• Given data:
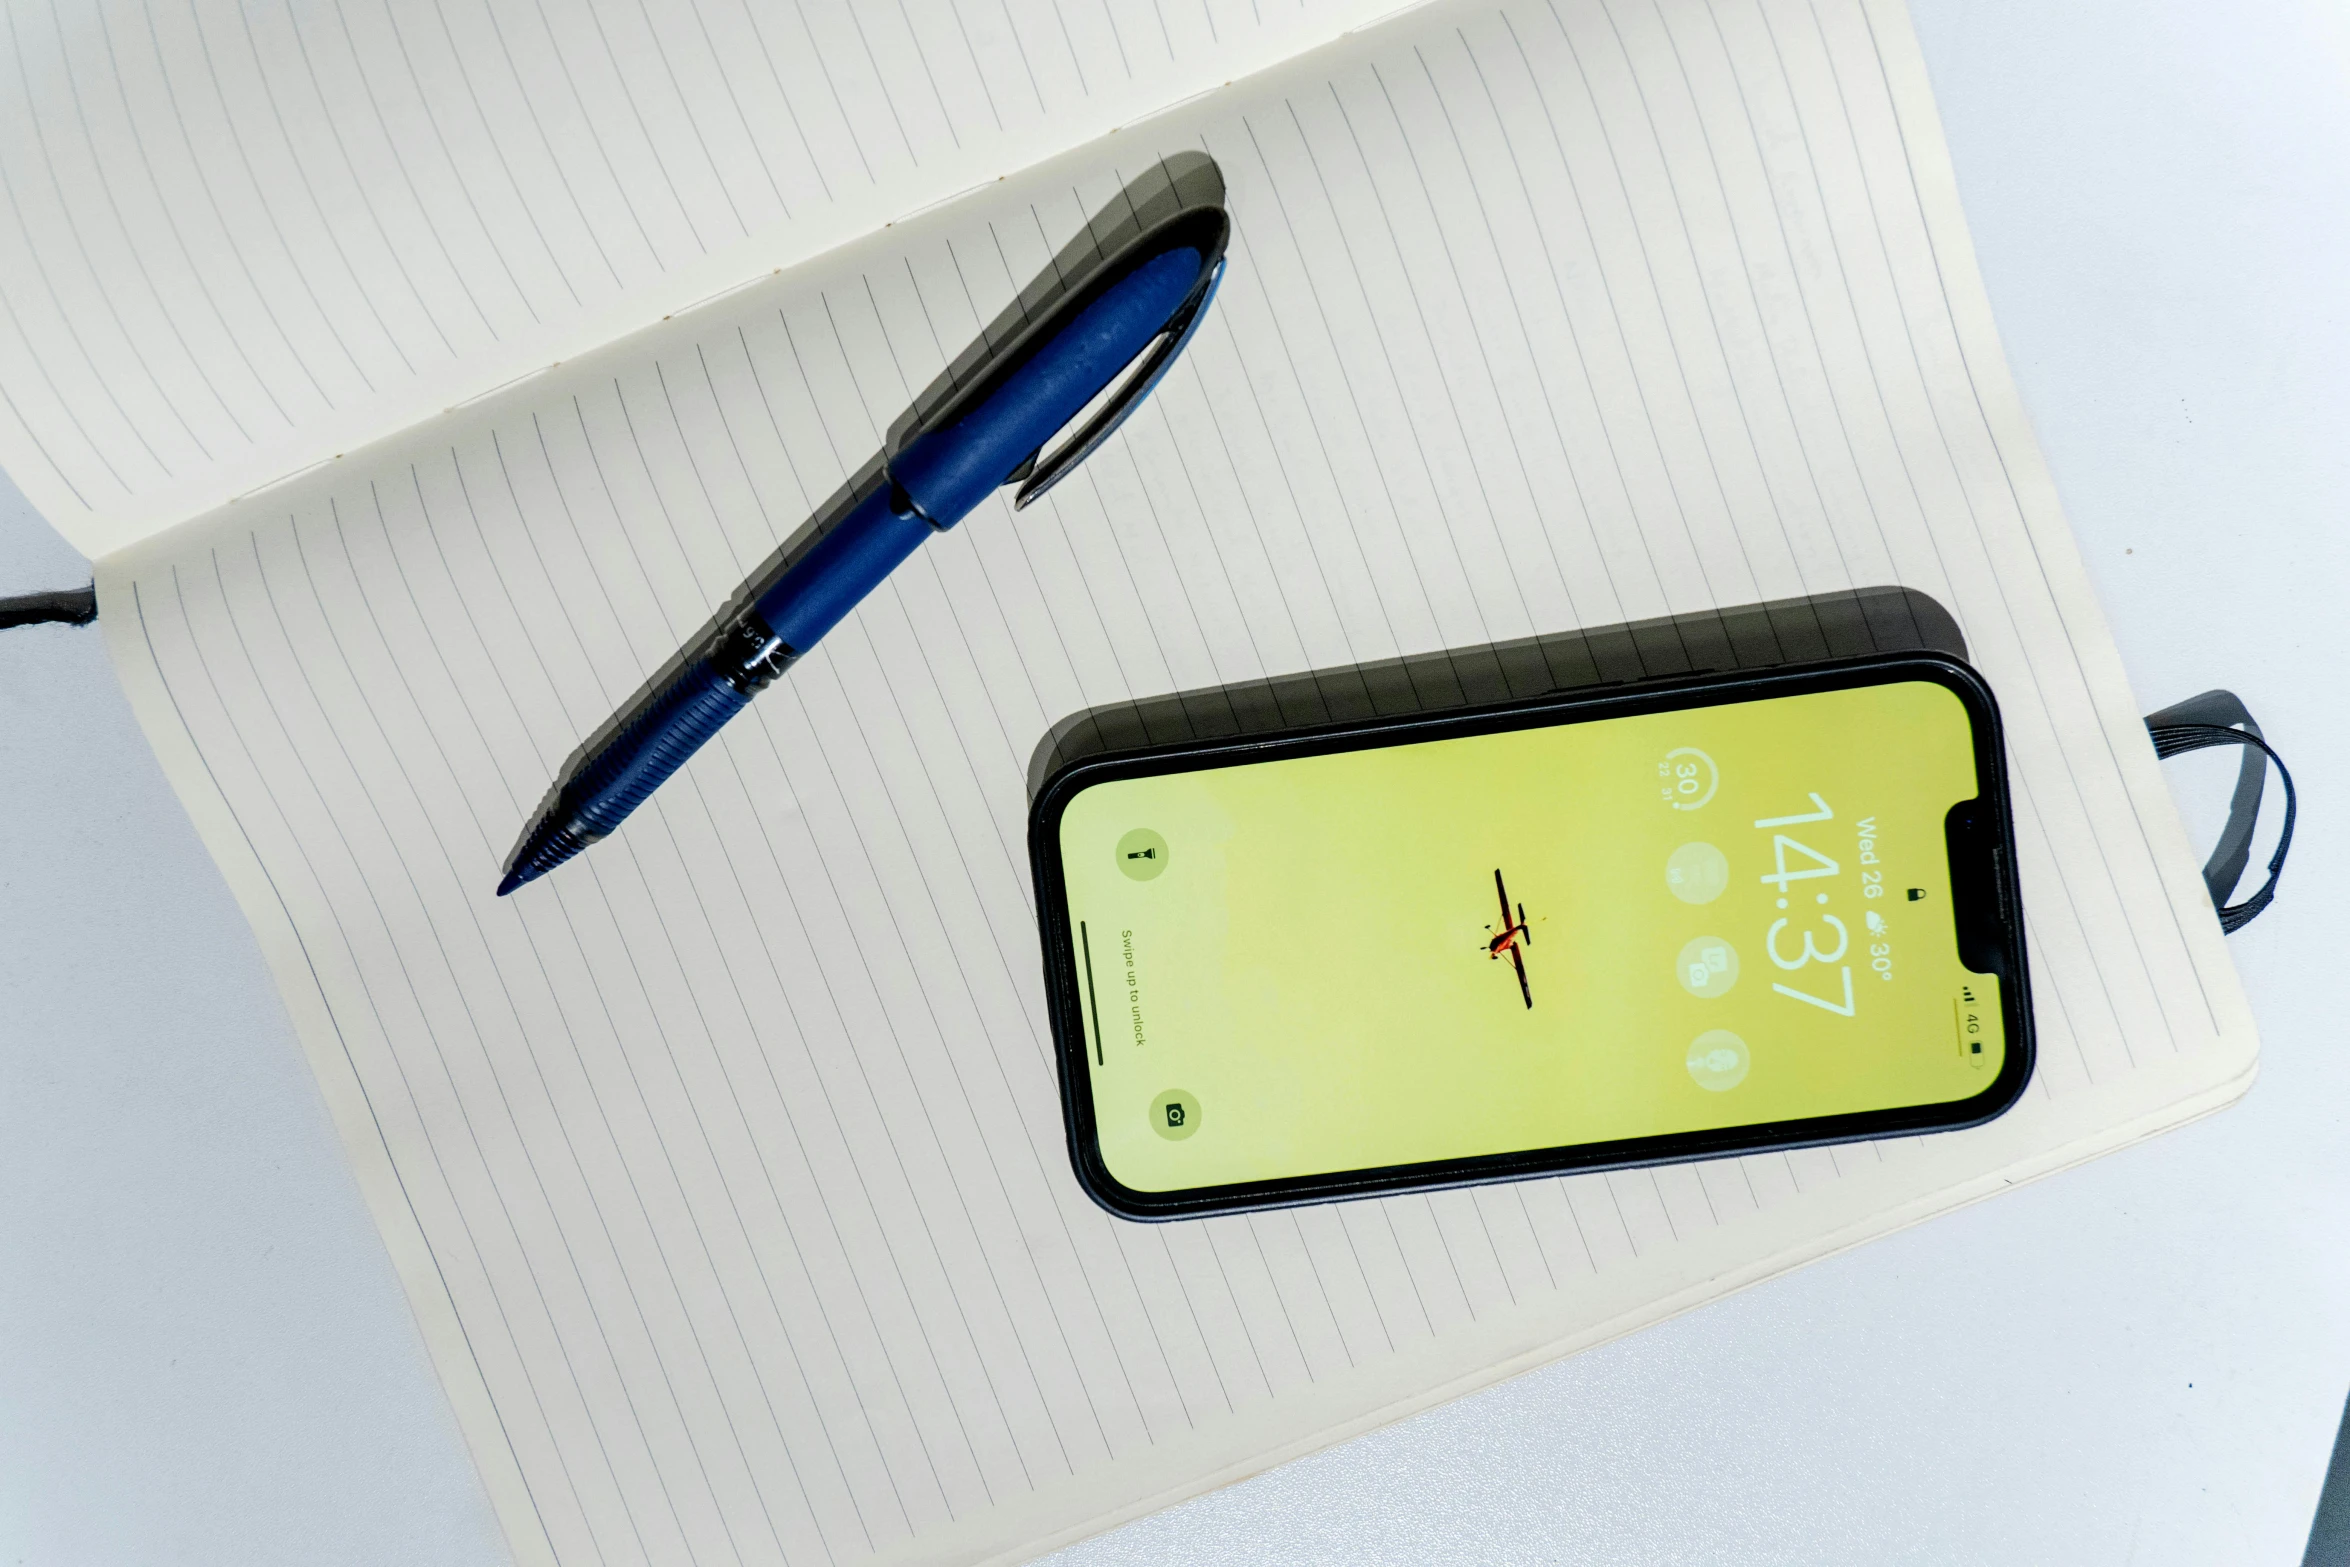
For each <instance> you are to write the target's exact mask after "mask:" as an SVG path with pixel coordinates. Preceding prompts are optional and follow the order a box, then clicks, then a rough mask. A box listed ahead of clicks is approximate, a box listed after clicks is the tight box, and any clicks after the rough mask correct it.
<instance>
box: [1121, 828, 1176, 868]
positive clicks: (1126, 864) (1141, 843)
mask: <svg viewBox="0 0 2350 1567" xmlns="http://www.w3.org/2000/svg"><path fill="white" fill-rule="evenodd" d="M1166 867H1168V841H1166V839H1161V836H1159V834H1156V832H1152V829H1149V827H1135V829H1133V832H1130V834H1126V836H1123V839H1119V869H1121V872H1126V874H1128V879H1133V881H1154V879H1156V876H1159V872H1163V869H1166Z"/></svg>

• The problem: Print every line of the records above verbatim, leaving out the pictures.

• Answer box:
For each <instance> you are to write the target's exact mask after "mask:" as an SVG path with pixel coordinates. Preceding prompts are optional and follow the order a box, then clicks, then a rough mask. A box listed ahead of clicks is approximate, a box listed after clicks is the tight box, and any clicks after the rough mask correct it.
<instance>
box: [1121, 828, 1176, 868]
positive clicks: (1126, 864) (1141, 843)
mask: <svg viewBox="0 0 2350 1567" xmlns="http://www.w3.org/2000/svg"><path fill="white" fill-rule="evenodd" d="M1166 867H1168V841H1166V839H1161V836H1159V834H1156V832H1152V829H1149V827H1135V829H1133V832H1130V834H1126V836H1123V839H1119V869H1121V872H1126V874H1128V879H1133V881H1154V879H1156V876H1159V872H1163V869H1166Z"/></svg>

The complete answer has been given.